● **PASSAGE TO READ**:
++++++++
If I'm not mistaken, then, it would seem you can do the same thing yourself by
just blocking on CGLFlushDrawable() and setting up a timer on the refresh rate
as soon as it returns. (I guess that's similar to what mstange suggested in
the comments.) At least CVDisplayLink tweaks timer parameters in order to get
the timer to fire more reliably.

------
Someone
The documentation
([https://developer.apple.com/library/content/documentation/Gr...](https://developer.apple.com/library/content/documentation/GraphicsImaging/Conceptual/CoreVideo/CVProg_Concepts/CVProg_Concepts.html))
doesn’t mention vertical refresh interrupts.

It also says _”In the past, synchronizing your video frames with the display’s
refresh rate was often a problem, especially if you also had audio. You could
only make simple guesses for when to output a frame […] which didn’t take into
account possible latency from user interactions, CPU loading, window
compositing and so on. The Core Video display link can make intelligent
estimates for when a frame needs to be output, based on display type and
latencies. […] If for some reason the processing takes longer than expected
(that is, the display link’s estimate is off), the video graphics card can
still drop frames or otherwise compensate for the timing error as
necessary.”_.
++++++++
[Named object pointing entries]
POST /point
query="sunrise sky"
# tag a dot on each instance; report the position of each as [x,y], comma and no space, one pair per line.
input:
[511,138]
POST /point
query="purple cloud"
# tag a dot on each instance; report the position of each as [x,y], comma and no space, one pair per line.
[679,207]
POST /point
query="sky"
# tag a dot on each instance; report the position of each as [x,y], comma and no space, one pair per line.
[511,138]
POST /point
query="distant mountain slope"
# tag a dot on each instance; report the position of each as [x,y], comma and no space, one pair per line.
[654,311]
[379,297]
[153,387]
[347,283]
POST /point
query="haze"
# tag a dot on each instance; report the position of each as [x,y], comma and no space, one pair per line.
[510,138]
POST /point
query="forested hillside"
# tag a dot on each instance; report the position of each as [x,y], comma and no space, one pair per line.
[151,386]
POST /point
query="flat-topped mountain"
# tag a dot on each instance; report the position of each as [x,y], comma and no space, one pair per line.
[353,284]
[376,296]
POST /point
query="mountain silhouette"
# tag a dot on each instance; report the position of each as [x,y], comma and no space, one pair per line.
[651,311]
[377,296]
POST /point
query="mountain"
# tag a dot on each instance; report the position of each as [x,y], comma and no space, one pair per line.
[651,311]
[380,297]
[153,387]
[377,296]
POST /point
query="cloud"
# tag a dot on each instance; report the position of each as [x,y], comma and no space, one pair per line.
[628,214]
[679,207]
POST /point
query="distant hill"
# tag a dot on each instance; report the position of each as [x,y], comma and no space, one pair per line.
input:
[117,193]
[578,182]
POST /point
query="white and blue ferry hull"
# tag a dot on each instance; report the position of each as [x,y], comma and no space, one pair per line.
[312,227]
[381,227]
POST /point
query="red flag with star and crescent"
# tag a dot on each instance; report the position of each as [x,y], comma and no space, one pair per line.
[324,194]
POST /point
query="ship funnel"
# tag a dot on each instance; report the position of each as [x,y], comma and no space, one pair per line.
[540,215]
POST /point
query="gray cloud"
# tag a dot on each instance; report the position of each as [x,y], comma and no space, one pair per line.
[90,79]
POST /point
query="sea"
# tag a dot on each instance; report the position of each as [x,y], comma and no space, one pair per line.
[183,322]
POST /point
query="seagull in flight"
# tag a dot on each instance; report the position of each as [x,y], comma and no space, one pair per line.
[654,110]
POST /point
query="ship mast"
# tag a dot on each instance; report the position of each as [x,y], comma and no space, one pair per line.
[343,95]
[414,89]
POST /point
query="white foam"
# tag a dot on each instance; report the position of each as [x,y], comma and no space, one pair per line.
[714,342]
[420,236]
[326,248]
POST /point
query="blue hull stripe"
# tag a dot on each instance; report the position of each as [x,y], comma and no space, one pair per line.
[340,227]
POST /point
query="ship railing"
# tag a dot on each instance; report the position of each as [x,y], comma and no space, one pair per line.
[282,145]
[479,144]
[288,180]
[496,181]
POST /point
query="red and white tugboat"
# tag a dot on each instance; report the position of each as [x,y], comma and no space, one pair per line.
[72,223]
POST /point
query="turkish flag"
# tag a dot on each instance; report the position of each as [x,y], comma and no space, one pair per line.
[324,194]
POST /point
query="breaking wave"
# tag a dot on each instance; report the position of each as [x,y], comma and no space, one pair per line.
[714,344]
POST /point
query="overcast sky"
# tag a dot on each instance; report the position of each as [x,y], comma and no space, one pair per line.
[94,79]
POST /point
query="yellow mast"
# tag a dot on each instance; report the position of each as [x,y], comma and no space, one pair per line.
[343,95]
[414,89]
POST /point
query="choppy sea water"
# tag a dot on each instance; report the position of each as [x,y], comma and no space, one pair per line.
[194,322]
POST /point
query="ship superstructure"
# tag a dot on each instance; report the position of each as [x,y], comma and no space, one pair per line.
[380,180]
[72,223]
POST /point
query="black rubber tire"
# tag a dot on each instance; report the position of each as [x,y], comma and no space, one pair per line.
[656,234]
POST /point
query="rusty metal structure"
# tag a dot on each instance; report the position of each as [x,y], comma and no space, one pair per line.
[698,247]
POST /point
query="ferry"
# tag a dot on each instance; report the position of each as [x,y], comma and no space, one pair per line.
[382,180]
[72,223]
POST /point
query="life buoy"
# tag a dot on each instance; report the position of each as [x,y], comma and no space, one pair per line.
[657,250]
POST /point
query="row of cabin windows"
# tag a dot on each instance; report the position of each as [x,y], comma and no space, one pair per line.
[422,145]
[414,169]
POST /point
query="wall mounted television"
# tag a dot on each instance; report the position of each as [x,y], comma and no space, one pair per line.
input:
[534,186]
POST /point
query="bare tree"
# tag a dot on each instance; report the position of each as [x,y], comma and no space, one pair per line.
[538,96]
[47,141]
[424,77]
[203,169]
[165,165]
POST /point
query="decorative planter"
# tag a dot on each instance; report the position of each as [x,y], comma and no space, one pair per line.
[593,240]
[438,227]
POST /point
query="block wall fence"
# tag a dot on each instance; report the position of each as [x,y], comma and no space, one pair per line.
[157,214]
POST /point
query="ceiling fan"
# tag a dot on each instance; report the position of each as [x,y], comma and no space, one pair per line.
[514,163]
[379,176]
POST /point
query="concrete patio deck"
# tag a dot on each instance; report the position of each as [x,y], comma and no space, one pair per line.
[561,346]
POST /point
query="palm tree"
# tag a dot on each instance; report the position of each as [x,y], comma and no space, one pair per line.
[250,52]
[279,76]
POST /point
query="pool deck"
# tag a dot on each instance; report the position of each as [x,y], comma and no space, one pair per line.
++++++++
● **GIVEN EXERCISE**:
Pick up the forum thread on CVDisplayLink and display refresh timing right after its final sentence, and carry the discussion forward.

● **EXERCISE ANSWER**:
So, disassembling the code wasn’t strictly necessary.

Combining this with this article, it seems they try to call your program as
late as possible, possibly to decrease latency between the time you have
influence on what is displayed and the time it is displayed. Could that
_especially if you also had audio_ be the reason they do that, as it might
make it easier to keep audio in sync with video?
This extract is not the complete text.